**To do:**
Write out the records beneath this line exactly as they appear, minus any images.

**Data to process:**
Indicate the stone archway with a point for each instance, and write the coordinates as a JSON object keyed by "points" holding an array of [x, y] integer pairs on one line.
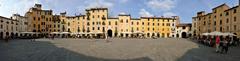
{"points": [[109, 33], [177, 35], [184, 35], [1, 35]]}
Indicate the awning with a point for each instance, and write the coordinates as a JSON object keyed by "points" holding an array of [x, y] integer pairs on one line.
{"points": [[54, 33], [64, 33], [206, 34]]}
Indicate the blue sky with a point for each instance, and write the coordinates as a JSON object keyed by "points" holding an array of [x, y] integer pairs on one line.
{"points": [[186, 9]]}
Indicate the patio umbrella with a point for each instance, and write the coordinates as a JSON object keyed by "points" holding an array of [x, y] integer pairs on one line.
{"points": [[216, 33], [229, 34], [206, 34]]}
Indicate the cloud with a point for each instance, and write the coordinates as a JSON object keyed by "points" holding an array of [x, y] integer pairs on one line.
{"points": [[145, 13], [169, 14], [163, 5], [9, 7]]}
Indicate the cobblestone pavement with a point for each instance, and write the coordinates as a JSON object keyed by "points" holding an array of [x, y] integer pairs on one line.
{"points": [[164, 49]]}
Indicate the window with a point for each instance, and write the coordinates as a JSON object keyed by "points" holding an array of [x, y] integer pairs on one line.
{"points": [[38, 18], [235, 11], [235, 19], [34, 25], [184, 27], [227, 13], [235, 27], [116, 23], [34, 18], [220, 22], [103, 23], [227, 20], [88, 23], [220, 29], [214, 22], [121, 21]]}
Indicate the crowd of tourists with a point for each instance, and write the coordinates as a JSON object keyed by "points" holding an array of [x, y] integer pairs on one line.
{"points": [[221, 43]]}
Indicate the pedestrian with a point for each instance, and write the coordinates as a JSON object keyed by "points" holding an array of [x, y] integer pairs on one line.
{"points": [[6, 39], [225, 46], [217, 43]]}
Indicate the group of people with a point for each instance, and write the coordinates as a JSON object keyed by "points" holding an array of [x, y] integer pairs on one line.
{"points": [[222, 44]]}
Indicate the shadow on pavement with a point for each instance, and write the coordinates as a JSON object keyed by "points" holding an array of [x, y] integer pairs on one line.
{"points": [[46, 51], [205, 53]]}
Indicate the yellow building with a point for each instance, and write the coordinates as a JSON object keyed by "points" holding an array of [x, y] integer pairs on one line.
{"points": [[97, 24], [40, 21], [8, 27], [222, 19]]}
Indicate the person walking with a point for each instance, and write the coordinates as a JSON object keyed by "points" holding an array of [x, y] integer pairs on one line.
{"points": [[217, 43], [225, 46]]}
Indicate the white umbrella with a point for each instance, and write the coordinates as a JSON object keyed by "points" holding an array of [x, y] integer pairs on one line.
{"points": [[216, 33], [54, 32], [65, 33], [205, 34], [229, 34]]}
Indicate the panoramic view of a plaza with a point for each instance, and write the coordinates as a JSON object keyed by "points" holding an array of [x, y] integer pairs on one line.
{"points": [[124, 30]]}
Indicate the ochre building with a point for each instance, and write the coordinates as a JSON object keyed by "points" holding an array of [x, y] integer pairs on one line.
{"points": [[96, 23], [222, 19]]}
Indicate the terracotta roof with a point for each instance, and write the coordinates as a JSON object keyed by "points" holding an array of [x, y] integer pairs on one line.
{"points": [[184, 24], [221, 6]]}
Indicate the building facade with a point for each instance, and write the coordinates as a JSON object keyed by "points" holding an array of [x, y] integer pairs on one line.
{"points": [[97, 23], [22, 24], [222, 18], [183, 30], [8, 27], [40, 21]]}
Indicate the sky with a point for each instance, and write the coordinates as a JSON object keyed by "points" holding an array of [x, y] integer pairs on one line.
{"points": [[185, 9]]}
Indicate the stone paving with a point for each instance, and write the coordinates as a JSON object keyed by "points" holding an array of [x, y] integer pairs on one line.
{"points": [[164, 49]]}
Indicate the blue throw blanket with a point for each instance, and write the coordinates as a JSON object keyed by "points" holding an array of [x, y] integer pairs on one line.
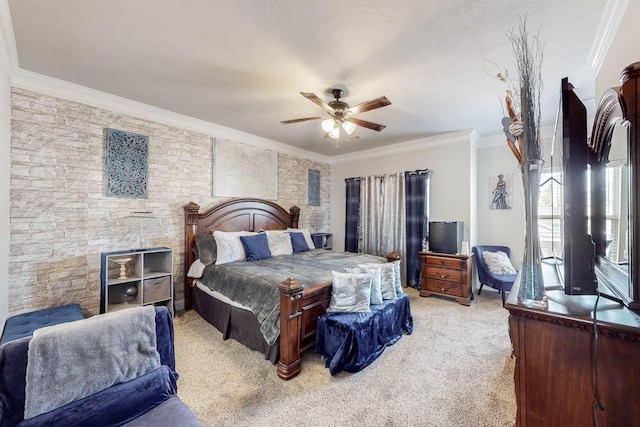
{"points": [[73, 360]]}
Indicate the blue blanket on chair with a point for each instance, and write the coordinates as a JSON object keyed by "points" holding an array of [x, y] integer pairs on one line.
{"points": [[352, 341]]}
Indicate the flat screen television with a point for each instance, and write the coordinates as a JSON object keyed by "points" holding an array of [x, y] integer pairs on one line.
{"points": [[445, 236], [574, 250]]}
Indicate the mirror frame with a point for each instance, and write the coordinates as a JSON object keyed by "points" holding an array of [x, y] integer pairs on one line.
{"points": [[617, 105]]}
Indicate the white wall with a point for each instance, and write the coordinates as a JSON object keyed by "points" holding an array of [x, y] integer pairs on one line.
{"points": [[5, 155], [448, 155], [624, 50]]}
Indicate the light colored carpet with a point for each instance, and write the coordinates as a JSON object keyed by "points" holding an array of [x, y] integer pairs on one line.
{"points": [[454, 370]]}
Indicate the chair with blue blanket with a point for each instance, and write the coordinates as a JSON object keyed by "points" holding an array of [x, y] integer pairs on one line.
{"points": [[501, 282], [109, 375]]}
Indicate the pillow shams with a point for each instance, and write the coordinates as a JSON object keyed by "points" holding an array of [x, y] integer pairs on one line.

**Response to the task:**
Indicate the stone archway with a point for each instance, and write the coordinates as a JSON object keyed by "points" holding an array of [x, y] integer pairs on one line.
{"points": [[109, 33], [177, 35], [184, 35], [1, 35]]}
Indicate the awning with a point for each instance, and write the coordinates as a JSON object keyed by "points" holding an array of [x, y] integer pairs on one line.
{"points": [[54, 33], [64, 33], [206, 34]]}
Indicate the blue sky with a point for each instance, and write the coordinates as a JSON object keyed by "points" holding an array of [x, y] integer pairs on one line.
{"points": [[186, 9]]}
Indicate the patio umbrella with a point for each instance, and write the coordinates as a JSON object keyed by "points" holding an array of [x, y] integer pairs on one line.
{"points": [[216, 33], [229, 34], [206, 34]]}
Indicate the cloud with a point for each instance, and write the coordinates as a JSON object keyed by "points" holding an array of [x, y] integer pairs on one line.
{"points": [[145, 13], [169, 14], [163, 5], [9, 7]]}
Indicate the cobblestone pavement with a point for each instance, and write the coordinates as a JSON object keyed by "points" holding an array of [x, y] integer pairs on one line.
{"points": [[164, 49]]}
Indicate the window with a point for each instance, and write the coordinates as a JSON object keyed by "points" holding an array of [x, y] integer pairs on one line.
{"points": [[38, 18], [235, 11], [235, 19], [34, 25], [184, 27], [227, 13], [235, 27], [116, 23], [34, 18], [220, 22], [103, 23], [227, 20], [88, 23], [220, 29], [214, 22], [121, 21]]}
Indicate the crowd of tourists with a point for each instance, and write the coordinates as a JSON object keyed by "points" holding an array of [x, y] integer pairs on one line.
{"points": [[221, 43]]}
Indicate the pedestrian with a point for each instance, and write the coordinates as a JSON object keyed by "points" holding an array of [x, y] integer pairs on one line.
{"points": [[6, 39], [225, 46], [217, 43]]}
Indicate the group of people with a point for each instance, and write the coordinates as a JSON object keyed by "points" holding an array of [x, y] integer pairs on one line.
{"points": [[222, 44]]}
Indicate the shadow on pavement with a point for each instance, and write the coordinates as a JSON object keyed by "points" holding an array of [x, y] integer pairs on one line.
{"points": [[46, 51], [205, 53]]}
Indicate the yellow building with a point for each instance, and write the coordinates as a JSON object keyed by "points" holding an array of [x, y] integer pairs on one line.
{"points": [[97, 24], [40, 21], [8, 27], [222, 19]]}
Indicate the person walking with a point for each instance, and write the coordinates as a JSON object keyed by "points" holding an array of [x, y] integer pairs on one line.
{"points": [[217, 43], [225, 46]]}
Indicate the white umbrella with a point for each instance, and write the coordinates as a JSON object keyed by "points" holding an array of [x, y] integer pairs on one line.
{"points": [[216, 33], [54, 32], [65, 33], [205, 34], [229, 34]]}
Indicate the panoramic view of a plaza with a point for each instance, and write the coordinates as a JSON object keyed by "points" holding an array of [x, y] integer pairs on one line.
{"points": [[124, 30]]}
Indicate the ochre building with a point for each instance, and write the coordinates as a JSON object keyed by "points" holding an array of [x, y] integer pairs on one line.
{"points": [[96, 23], [222, 19]]}
Indicate the terracotta roof with a point for each instance, and write the coordinates as a JSON object keyed by "points" holding an array of [x, y] integer pairs on one line.
{"points": [[184, 24], [221, 6]]}
Indicate the building facade with a point for each instance, and write the coordinates as a JSON object keyed by "points" holding an array of [x, y] integer pairs on one line.
{"points": [[97, 23], [22, 24], [222, 18], [183, 30], [8, 27], [40, 21]]}
Indicate the sky with a point for each instance, and write the coordinates as a JSON object keyed by "points" holding an array of [x, y] integer pairs on one line.
{"points": [[185, 9]]}
Indicate the stone paving with a point for each instance, and write the coordinates as a JSON object keyed by "points" holding an array of [x, y] integer pairs on one line.
{"points": [[164, 49]]}
Indicate the blue throw blanket with a point for each instance, and write the coordinates as a JSON object keyed by "points" holding an array of [x, y] integer pairs on one line.
{"points": [[73, 360]]}
Indicate the blue blanket on chair with a point for each instance, and write the coordinates as a JSON object keyed by "points" holding an array of [x, y] integer pairs on one line.
{"points": [[352, 341]]}
Indicate the flat screen television with a point for each instance, and write the coordinates as a JSON object keyed by "points" holding an array of [x, y] integer pairs on one line.
{"points": [[445, 236], [574, 250]]}
Indicate the mirror frame with a point for each instance, and write the coordinates as a JSON object keyed by "points" holding an array of [x, y] integer pairs on one line.
{"points": [[617, 105]]}
Indicate the white wall with a point for each instance, and write the coordinates as a JSON object keyed by "points" holding an array of [x, y] integer pairs on one line.
{"points": [[5, 155], [448, 155], [624, 50]]}
Indicate the light colored carpet with a point for each instance, and write the coordinates as a JSON object keyed by "points" holding an array of [x, y] integer pairs on one line.
{"points": [[454, 370]]}
Indicate the chair with blue blanket with a point for each instance, and write the coordinates as a JSON object keyed by "points" holding an array of [x, y] integer pairs on one line.
{"points": [[501, 282], [109, 375]]}
Indicate the pillow shams with a point for each instance, and write the coordinates as a JSON object keyed by "points" holding an array of [x, y] integer pairs on one line.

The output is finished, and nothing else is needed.